Reading passage:
Initial screening of NMR samples can be done with 1D 1H NMR on labeled or unlabeled protein samples in aqueous buffer with 5-10% D2O.

It is helpful to have an estimation of the protein concentration obtained from a method such as UV absorption and also to add 50 uM DSS as an internal standard for both referencing (to 0 ppm) and for estimating the protein concentration.


The criteria for judging the NMR spectrum are:

  1. good signal to noise as compared to the DSS peak
  2. chemical shifts dispersion upfield of 0 ppm is good, since it indicates methyl protons that are in a folded core and nearby to methyl groups (not essential if the protein does not have aromatic residues)
  3. chemical shifts dispersion in the amide region is good (will be much less if protein is predicted to be mostly helical vs. mosty beta strand.

What you should do: Write the next part of the passage on screening protein samples by NMR, starting right after its final sentence. These records come from a separate, unrelated source.

(Segmentation mask data)
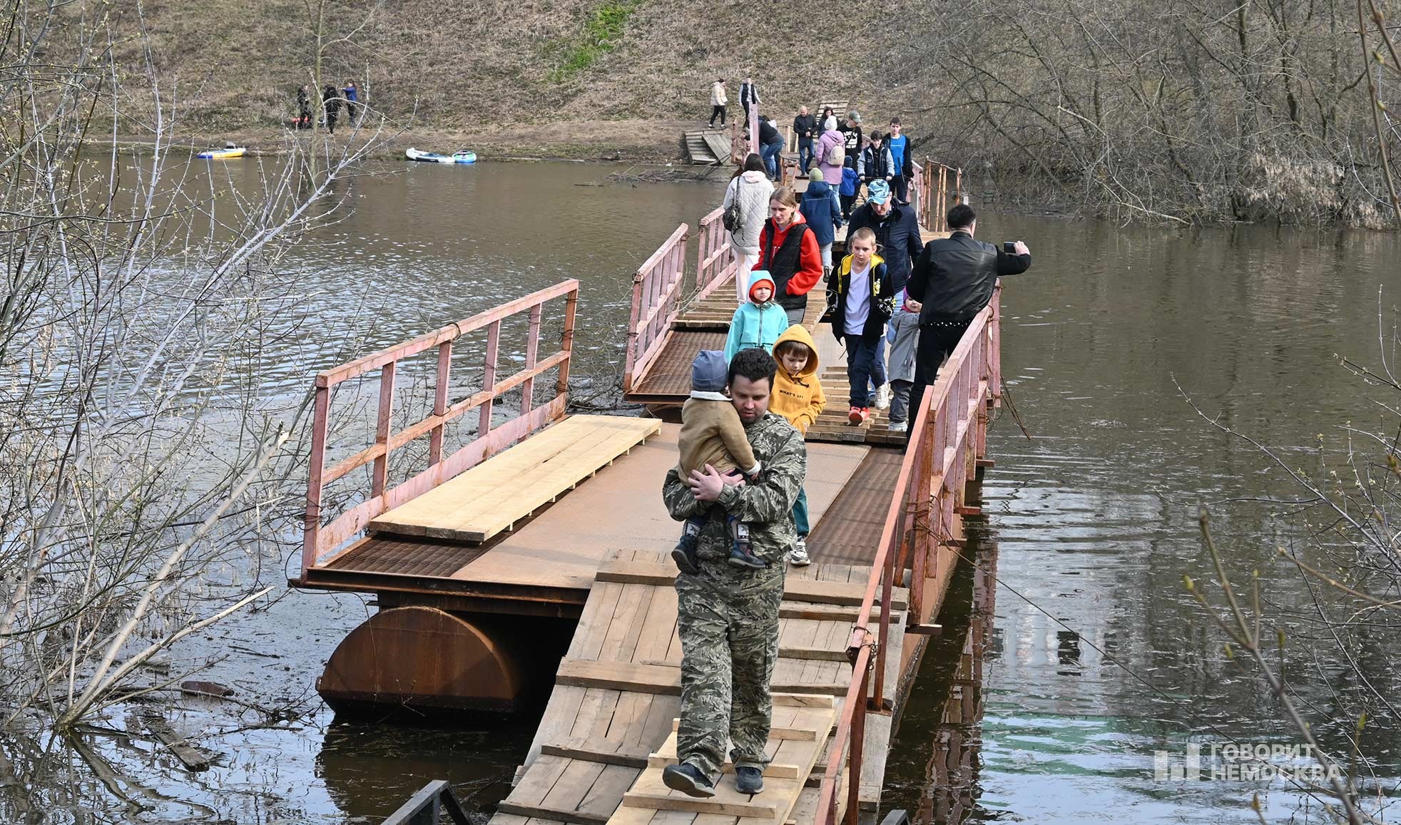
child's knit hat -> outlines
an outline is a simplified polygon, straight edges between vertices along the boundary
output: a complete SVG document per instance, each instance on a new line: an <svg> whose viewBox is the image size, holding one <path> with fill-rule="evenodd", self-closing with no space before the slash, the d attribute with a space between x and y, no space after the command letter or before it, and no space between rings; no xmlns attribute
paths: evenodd
<svg viewBox="0 0 1401 825"><path fill-rule="evenodd" d="M720 350L700 350L691 361L691 389L695 392L722 392L730 382L730 364Z"/></svg>
<svg viewBox="0 0 1401 825"><path fill-rule="evenodd" d="M773 300L772 293L775 291L773 276L769 275L768 269L755 269L750 272L750 300L754 300L754 290L758 287L769 287L769 300Z"/></svg>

Output:
  4. peaks should not be too broad, allowing resolved peaks to be observed
  5. uniform intensity of peaks in the amide regions is ideal.


At Rutger's University, samples are screened at 20 degrees using 1.7-mm NMR tubes that are loaded into a Bruker B-ACS 60 samples handler and run on a Bruker TCI 1.7 MicroCryoprobe. [1]

Samples with promising 1D spectra should be 15N labeled so that the [15N-1H] HSQC can be recorded.

References

  1. Rossi, P. et. al. (2009). "A microscale protein NMR sample screening pipeline." J. Biomol. NMR, in press.